=== Section Start ===

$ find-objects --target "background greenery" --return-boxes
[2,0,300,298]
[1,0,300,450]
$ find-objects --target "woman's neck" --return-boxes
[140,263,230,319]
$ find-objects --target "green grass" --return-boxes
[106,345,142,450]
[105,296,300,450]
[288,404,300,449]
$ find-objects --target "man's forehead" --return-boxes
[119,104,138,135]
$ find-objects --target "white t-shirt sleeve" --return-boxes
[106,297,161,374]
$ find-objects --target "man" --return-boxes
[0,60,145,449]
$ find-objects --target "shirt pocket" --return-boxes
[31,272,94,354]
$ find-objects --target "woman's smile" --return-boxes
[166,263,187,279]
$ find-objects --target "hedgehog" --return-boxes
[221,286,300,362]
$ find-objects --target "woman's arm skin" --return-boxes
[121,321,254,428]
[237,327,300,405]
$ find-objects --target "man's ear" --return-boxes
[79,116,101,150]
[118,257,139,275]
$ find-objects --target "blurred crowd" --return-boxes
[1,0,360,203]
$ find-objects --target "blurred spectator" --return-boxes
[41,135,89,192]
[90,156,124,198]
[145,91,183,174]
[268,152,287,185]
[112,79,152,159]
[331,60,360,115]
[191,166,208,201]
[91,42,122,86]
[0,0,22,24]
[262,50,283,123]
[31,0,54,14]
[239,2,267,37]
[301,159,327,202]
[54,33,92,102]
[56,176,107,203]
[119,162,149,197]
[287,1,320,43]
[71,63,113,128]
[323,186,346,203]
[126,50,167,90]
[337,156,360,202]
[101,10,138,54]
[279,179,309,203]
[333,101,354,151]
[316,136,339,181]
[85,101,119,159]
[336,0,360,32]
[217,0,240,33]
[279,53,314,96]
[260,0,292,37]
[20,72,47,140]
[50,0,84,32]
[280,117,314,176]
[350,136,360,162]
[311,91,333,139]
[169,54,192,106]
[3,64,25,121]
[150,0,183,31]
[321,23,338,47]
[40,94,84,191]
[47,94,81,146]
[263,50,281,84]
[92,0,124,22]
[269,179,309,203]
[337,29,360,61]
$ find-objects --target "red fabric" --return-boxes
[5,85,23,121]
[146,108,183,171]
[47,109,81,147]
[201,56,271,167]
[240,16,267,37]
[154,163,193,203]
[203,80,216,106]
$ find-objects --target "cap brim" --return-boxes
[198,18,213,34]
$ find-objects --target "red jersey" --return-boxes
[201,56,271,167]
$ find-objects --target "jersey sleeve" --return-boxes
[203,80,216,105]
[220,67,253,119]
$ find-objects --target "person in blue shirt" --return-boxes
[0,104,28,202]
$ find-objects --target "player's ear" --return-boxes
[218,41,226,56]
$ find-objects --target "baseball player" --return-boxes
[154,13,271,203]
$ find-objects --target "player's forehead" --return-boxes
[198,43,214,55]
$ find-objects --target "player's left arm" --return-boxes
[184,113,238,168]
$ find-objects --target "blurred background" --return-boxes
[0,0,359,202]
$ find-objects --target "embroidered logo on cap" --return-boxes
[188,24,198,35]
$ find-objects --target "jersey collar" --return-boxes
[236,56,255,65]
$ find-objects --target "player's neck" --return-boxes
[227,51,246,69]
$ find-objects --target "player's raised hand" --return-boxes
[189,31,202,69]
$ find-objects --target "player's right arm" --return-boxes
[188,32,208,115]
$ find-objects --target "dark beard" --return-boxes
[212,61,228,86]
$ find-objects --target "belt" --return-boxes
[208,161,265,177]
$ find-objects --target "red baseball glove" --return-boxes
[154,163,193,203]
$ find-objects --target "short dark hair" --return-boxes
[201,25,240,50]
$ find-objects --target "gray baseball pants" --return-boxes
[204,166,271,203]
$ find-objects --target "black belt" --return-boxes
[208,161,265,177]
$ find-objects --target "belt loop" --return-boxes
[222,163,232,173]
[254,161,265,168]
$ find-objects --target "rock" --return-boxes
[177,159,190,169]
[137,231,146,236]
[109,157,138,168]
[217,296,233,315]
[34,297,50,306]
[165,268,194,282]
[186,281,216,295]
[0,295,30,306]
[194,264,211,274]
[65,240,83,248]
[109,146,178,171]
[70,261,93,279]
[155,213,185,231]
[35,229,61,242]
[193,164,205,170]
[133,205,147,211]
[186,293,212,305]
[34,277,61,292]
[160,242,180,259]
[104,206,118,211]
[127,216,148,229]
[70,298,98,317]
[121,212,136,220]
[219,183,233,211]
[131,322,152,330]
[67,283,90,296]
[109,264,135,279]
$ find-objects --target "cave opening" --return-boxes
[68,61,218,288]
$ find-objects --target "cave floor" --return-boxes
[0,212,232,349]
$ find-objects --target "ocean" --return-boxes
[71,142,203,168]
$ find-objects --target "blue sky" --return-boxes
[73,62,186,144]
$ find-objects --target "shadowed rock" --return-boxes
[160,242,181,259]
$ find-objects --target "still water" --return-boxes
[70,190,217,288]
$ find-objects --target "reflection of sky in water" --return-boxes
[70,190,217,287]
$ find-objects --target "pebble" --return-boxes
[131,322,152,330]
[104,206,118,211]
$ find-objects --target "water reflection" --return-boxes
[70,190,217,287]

=== Section End ===

Try it
Reproduce the data above in full, keeping it exactly the same.

Task response
$ find-objects --target "background greenery" --return-boxes
[2,0,300,298]
[1,0,300,450]
$ find-objects --target "woman's neck" --return-boxes
[140,263,230,319]
$ find-objects --target "green grass" --return-boxes
[106,345,142,450]
[105,296,300,450]
[288,404,300,449]
$ find-objects --target "man's forehead" --return-boxes
[119,104,138,135]
$ find-objects --target "white t-shirt sleeve" --return-boxes
[106,297,161,374]
$ find-objects --target "man" --return-boxes
[0,60,145,449]
$ find-objects --target "shirt pocket" --return-boxes
[31,272,94,354]
$ find-objects --target "woman's smile" --return-boxes
[166,263,187,279]
$ find-objects --target "hedgehog" --return-boxes
[221,286,300,362]
$ find-objects --target "woman's arm skin" --return-boxes
[121,321,254,428]
[237,327,300,405]
$ find-objects --target "man's ear" --return-boxes
[79,116,101,150]
[118,257,139,275]
$ find-objects --target "blurred crowd" --return-boxes
[1,0,360,203]
$ find-objects --target "blurred spectator" --return-boxes
[41,135,89,192]
[90,156,124,198]
[145,91,183,174]
[268,152,287,185]
[112,79,152,159]
[331,60,360,115]
[191,166,208,201]
[91,42,122,86]
[0,0,22,24]
[262,50,283,123]
[31,0,54,14]
[239,2,267,37]
[301,159,327,202]
[54,33,92,102]
[56,176,107,203]
[119,162,149,197]
[287,1,320,43]
[71,63,113,128]
[323,186,346,203]
[126,50,167,90]
[337,156,360,202]
[101,10,138,54]
[279,179,309,203]
[333,101,354,151]
[316,136,339,181]
[85,101,119,159]
[336,0,360,32]
[217,0,240,33]
[279,53,314,96]
[260,0,292,37]
[20,72,47,140]
[50,0,84,32]
[280,117,314,176]
[350,136,360,162]
[311,91,333,139]
[169,54,192,106]
[3,64,25,121]
[150,0,183,31]
[321,23,338,47]
[40,94,84,191]
[47,94,81,146]
[263,50,281,84]
[92,0,124,22]
[269,179,309,203]
[337,29,360,61]
$ find-objects --target "red fabric" --return-boxes
[5,85,23,121]
[146,108,183,171]
[47,109,81,147]
[201,56,271,167]
[240,16,267,37]
[154,163,193,203]
[203,80,216,106]
$ find-objects --target "cap brim" --return-boxes
[198,18,213,34]
$ find-objects --target "red jersey" --return-boxes
[201,56,271,167]
$ find-objects --target "jersey sleeve" --return-boxes
[203,80,216,105]
[220,67,253,119]
$ find-objects --target "person in blue shirt" --return-boxes
[0,104,28,202]
$ find-objects --target "player's ear" --return-boxes
[218,41,226,56]
$ find-objects --target "baseball player" --return-boxes
[154,13,271,203]
$ find-objects --target "player's forehead" --return-boxes
[198,43,214,55]
$ find-objects --target "player's left arm" --return-boxes
[184,113,238,168]
$ find-objects --target "blurred background" --return-boxes
[0,0,359,202]
$ find-objects --target "embroidered logo on cap" --return-boxes
[188,24,198,35]
$ find-objects --target "jersey collar" --return-boxes
[236,56,255,65]
$ find-objects --target "player's neck" --return-boxes
[227,51,246,69]
$ find-objects --target "player's raised hand" --return-boxes
[189,31,202,69]
$ find-objects --target "player's right arm" --return-boxes
[188,32,208,115]
$ find-objects --target "dark beard" --return-boxes
[212,61,228,86]
$ find-objects --target "belt" --return-boxes
[208,161,265,177]
$ find-objects --target "red baseball glove" --return-boxes
[154,163,193,203]
$ find-objects --target "short dark hair" --return-boxes
[201,25,240,50]
$ find-objects --target "gray baseball pants" --return-boxes
[204,166,271,203]
$ find-objects --target "black belt" --return-boxes
[208,161,265,177]
$ find-objects --target "belt loop" --return-boxes
[222,163,232,173]
[254,161,265,168]
$ find-objects --target "rock" --return-boxes
[177,159,190,169]
[137,231,146,236]
[109,157,138,168]
[217,296,233,315]
[34,297,50,306]
[165,268,194,282]
[186,281,216,295]
[0,295,30,306]
[194,264,211,274]
[65,240,83,248]
[109,146,178,171]
[70,261,93,279]
[155,213,185,231]
[35,229,61,242]
[193,164,205,170]
[133,205,147,211]
[186,293,212,305]
[34,277,61,292]
[160,242,180,259]
[104,206,118,211]
[127,216,148,229]
[70,298,98,317]
[121,212,136,220]
[219,183,233,211]
[131,322,152,330]
[67,283,90,296]
[109,264,135,279]
$ find-objects --target "cave opening" --return-boxes
[68,61,218,288]
$ find-objects --target "cave floor" --return-boxes
[0,212,232,349]
$ find-objects --target "ocean" --return-boxes
[71,142,203,168]
$ find-objects --target "blue sky" --return-boxes
[73,62,186,144]
$ find-objects --target "shadowed rock" --return-boxes
[160,242,181,259]
$ find-objects --target "still water" --return-boxes
[70,190,217,288]
$ find-objects --target "reflection of sky in water" --return-boxes
[70,190,217,287]
$ find-objects --target "pebble" --return-boxes
[131,322,152,330]
[104,206,118,211]
$ find-objects --target "water reflection" --return-boxes
[70,190,217,287]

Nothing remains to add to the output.